[To do] Return every line in the data below that contains the word "turquoise".

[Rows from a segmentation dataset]
※ ※ ※

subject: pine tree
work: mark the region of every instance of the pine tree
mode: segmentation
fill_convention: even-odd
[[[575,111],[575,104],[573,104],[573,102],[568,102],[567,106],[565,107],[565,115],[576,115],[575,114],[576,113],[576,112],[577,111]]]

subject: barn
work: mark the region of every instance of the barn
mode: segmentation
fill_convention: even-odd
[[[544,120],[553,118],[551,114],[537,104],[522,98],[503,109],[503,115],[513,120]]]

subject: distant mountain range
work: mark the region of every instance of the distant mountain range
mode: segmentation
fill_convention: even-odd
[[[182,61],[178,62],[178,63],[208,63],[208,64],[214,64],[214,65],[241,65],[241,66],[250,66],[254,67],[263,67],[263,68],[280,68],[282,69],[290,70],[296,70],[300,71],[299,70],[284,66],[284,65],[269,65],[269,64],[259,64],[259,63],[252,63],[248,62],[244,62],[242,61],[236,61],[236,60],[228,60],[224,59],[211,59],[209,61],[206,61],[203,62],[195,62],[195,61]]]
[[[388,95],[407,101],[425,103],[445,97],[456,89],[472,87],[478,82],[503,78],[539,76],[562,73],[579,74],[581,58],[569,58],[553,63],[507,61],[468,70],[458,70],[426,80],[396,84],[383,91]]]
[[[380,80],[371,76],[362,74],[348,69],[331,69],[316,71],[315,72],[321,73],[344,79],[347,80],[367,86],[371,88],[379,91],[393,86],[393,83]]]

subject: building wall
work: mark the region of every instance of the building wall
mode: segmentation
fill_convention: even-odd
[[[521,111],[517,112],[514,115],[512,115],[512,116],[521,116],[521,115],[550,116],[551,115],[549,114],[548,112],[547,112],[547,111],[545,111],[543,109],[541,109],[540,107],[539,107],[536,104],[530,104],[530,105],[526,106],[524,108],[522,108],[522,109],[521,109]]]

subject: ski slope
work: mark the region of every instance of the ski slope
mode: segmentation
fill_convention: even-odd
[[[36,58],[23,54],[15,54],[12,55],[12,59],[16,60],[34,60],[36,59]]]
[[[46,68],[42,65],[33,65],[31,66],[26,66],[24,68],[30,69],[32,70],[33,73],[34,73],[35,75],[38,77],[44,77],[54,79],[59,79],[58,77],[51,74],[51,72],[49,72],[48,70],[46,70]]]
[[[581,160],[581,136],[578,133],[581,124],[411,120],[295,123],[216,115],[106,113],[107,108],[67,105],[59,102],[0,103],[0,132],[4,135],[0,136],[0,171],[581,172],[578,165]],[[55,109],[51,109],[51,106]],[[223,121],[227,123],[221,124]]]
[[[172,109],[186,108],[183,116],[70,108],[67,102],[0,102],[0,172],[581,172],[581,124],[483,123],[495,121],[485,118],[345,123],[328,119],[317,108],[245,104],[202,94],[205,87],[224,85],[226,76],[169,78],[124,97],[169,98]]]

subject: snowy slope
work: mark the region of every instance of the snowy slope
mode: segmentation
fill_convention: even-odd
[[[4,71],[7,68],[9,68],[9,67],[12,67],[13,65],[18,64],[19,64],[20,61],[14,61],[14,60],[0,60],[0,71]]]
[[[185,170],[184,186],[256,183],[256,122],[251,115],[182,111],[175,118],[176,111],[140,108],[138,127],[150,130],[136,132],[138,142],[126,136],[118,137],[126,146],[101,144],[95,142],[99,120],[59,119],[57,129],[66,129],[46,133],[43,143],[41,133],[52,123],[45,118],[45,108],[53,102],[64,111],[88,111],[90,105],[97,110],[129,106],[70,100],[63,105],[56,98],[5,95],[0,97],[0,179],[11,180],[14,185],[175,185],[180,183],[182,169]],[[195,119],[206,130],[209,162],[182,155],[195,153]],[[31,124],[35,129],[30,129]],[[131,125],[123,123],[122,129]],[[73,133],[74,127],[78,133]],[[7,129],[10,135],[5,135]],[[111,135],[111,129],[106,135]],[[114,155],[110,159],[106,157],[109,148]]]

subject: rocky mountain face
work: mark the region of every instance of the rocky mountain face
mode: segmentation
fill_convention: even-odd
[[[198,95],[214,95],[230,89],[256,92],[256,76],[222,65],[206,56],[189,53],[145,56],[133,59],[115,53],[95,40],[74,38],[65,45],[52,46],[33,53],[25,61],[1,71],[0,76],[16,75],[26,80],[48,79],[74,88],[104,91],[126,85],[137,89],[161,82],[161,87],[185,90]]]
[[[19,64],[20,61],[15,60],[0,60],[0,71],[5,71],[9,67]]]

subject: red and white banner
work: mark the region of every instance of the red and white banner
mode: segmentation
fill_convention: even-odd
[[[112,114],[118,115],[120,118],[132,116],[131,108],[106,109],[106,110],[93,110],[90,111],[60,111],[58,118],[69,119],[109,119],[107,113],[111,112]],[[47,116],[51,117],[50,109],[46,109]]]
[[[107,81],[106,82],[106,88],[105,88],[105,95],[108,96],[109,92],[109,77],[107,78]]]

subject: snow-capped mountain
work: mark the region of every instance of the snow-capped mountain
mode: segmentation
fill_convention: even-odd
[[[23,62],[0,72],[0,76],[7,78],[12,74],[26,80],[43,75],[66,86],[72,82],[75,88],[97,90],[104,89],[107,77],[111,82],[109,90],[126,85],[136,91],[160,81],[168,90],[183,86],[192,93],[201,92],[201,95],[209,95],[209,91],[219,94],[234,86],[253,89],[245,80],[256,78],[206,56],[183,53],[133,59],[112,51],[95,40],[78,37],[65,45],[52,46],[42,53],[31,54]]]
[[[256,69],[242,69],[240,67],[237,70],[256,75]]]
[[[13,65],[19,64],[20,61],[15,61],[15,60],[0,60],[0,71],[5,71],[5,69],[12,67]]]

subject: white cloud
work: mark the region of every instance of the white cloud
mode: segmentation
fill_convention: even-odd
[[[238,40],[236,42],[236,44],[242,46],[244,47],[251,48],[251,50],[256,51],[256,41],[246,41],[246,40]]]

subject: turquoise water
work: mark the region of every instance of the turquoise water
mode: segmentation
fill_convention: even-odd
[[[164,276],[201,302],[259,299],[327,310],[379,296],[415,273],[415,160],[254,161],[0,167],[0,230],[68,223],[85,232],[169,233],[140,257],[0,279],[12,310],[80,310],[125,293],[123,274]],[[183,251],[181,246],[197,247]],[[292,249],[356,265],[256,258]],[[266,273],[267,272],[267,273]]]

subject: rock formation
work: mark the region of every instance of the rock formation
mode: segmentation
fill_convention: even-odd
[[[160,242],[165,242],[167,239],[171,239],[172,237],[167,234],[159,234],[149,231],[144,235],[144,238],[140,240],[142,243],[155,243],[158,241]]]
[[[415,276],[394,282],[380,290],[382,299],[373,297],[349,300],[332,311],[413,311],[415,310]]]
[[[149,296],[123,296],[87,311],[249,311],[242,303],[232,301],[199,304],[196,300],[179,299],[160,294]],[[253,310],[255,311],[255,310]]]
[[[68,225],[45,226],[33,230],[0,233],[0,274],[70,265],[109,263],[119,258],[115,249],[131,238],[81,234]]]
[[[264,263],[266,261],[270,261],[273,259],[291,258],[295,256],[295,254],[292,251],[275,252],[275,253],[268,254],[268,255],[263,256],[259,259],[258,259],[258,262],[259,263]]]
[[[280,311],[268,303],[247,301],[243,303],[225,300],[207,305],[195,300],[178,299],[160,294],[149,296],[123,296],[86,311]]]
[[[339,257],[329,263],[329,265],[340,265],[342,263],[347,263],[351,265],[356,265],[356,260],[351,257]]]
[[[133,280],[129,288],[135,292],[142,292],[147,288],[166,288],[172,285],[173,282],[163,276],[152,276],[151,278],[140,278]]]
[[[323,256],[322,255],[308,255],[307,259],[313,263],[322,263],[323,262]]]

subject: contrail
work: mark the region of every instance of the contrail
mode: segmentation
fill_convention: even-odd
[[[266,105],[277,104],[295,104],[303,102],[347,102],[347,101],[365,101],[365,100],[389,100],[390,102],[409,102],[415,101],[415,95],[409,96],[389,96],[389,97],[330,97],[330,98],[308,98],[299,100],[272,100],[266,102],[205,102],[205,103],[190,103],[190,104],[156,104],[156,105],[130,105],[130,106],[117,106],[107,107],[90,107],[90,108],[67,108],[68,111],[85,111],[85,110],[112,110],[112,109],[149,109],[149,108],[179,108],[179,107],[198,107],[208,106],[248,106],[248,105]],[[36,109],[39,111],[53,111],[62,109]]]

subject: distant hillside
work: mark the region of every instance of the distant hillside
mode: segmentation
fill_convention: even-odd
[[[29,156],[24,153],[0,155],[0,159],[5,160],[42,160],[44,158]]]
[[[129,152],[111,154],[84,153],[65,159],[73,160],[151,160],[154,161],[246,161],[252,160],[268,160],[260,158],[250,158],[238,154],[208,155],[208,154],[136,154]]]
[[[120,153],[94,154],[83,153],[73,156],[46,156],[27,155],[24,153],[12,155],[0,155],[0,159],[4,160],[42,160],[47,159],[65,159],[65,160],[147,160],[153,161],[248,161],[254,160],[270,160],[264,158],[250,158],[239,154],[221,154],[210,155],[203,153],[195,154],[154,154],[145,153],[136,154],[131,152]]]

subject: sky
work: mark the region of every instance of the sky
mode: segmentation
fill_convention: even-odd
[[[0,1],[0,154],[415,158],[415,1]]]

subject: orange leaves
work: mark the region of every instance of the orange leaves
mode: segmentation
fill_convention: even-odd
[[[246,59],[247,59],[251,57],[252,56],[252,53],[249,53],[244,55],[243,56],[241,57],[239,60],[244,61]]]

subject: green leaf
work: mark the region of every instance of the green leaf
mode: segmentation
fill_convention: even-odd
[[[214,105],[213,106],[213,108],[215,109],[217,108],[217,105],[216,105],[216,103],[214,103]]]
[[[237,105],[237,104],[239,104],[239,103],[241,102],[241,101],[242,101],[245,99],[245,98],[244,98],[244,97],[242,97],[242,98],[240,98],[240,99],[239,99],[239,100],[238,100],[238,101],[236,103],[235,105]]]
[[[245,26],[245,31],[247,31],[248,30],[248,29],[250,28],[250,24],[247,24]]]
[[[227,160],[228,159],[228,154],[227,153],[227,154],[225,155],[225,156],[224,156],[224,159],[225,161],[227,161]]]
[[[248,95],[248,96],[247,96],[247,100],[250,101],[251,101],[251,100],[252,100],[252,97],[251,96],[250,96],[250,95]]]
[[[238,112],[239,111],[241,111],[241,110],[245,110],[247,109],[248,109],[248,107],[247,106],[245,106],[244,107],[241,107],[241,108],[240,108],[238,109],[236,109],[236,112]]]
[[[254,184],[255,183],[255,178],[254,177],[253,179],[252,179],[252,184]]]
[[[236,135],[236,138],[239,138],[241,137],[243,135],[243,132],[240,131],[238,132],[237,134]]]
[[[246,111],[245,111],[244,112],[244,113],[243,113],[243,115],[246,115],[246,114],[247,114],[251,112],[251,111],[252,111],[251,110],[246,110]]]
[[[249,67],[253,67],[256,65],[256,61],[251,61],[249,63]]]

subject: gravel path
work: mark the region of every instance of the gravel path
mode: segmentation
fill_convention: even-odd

※ ※ ※

[Expected answer]
subject: turquoise water
work: mark the region of every instance of the turquoise water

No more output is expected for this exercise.